## Work to complete
What lines of the data hold the string "dirt"? Copy them all.

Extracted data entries
-- Opening Marker --

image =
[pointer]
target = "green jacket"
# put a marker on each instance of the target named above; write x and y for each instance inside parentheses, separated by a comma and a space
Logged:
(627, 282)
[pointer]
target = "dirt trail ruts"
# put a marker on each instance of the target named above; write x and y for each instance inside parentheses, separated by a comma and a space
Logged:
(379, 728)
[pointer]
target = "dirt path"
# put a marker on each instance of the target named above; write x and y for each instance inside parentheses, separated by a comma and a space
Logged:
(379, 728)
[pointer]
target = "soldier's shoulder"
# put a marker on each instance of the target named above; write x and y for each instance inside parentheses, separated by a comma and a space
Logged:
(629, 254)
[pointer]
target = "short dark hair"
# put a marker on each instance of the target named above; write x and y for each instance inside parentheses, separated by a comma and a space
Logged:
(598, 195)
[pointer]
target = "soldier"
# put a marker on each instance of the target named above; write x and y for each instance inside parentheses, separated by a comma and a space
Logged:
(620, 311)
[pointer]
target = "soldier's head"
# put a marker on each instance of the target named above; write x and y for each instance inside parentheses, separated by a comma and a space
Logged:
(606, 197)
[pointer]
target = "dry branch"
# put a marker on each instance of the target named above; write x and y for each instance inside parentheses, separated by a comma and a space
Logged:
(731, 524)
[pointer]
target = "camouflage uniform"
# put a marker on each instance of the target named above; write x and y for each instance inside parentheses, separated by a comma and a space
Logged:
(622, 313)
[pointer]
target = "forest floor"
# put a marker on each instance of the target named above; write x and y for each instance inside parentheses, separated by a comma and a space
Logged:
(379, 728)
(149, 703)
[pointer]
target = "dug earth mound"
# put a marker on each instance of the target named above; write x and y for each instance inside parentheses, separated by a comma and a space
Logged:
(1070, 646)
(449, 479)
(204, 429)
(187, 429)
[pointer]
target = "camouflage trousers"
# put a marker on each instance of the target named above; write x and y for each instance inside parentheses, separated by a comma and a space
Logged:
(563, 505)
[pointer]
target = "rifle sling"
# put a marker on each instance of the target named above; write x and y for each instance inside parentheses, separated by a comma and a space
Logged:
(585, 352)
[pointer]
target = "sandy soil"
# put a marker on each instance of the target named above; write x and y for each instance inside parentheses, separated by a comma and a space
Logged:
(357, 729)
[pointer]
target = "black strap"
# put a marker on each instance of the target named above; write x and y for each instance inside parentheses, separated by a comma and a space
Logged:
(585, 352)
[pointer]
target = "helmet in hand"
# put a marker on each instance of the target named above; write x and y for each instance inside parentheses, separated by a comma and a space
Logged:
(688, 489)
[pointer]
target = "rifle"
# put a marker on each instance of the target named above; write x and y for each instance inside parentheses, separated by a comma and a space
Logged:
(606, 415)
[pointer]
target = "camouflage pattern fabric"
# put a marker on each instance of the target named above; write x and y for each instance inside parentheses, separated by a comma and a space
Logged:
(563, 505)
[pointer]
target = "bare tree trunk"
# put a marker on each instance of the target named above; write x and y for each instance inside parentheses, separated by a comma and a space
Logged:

-- Closing Marker --

## Result below
target = "dirt trail ruts"
target = "dirt path"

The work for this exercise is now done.